Exercise goal
The Central Kurdish training notes list WER as the best model metric. Explain what the text says makes one model better than another by that metric.

Source extract
----
Common Voice Scripted Speech 24.0 - Central Kurdish

Split	Samples
Train	95,895
Validation	11,987
Test	11,987

Preprocessing & Augmentation

Audio was resampled to 16 kHz mono and processed through Whisper's log-mel feature extractor with return_attention_mask=True. Training samples were augmented on-the-fly with:

Volume perturbation (scale ×0.7–1.3, p=0.4)
Gaussian noise (σ=0.001–0.006, p=0.3)
Speed perturbation via resampling (factor ×0.95–1.05, p=0.2)

No augmentation was applied to validation or test sets.

Training Hyperparameters

Parameter	Value
Base model	openai/whisper-small
Precision	BF16 + TF32
Per-device batch size (train)	128
Per-device batch size (eval)	128
Gradient accumulation steps	1
Learning rate	1e-3
LR scheduler	Cosine
Warmup steps	375
Max epochs	15
Eval & save interval	750 steps
Best model metric	WER (lower is better)
Gradient checkpointing	Enabled

LoRA Configuration

Parameter	Value
Rank (`r`)	32
Alpha	64
Dropout	0.1
Target modules	`q_proj`, `v_proj`, `k_proj`, `out_proj`, `fc1`, `fc2`
Bias	none
Task type	SEQ_2_SEQ_LM
Adapter size	~52 MB (pre-merge)
----
Dataset entries
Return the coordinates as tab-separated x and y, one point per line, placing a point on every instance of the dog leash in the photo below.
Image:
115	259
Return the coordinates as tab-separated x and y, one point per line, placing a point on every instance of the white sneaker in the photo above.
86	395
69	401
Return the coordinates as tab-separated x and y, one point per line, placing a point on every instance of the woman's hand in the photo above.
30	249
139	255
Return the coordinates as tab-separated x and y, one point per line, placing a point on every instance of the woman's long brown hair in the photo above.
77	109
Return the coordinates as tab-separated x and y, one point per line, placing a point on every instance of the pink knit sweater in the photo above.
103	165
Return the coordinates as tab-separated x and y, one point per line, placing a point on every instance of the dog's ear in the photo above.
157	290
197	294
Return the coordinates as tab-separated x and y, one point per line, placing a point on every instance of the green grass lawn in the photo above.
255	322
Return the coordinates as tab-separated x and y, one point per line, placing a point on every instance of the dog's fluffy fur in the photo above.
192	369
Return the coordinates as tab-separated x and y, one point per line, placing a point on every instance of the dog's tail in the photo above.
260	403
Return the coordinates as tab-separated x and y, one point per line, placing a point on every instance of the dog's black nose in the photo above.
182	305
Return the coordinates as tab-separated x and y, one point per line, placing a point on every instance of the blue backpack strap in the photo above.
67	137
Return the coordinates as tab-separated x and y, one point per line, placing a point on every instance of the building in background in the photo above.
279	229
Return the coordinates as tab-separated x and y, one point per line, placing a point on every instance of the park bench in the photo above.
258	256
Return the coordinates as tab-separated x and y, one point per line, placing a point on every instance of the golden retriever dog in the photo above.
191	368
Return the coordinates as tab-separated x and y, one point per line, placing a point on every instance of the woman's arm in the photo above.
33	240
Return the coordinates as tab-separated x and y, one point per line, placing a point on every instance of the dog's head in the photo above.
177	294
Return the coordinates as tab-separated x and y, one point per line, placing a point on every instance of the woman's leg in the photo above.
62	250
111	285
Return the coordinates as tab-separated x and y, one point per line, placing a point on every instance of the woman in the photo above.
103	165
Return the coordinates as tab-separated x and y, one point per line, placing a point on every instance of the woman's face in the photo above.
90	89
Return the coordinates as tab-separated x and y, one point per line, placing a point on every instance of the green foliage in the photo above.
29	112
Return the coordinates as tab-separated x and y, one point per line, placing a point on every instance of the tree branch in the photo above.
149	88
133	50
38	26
----
Solution
The text marks WER as "lower is better," so the best model is the one with the lowest WER.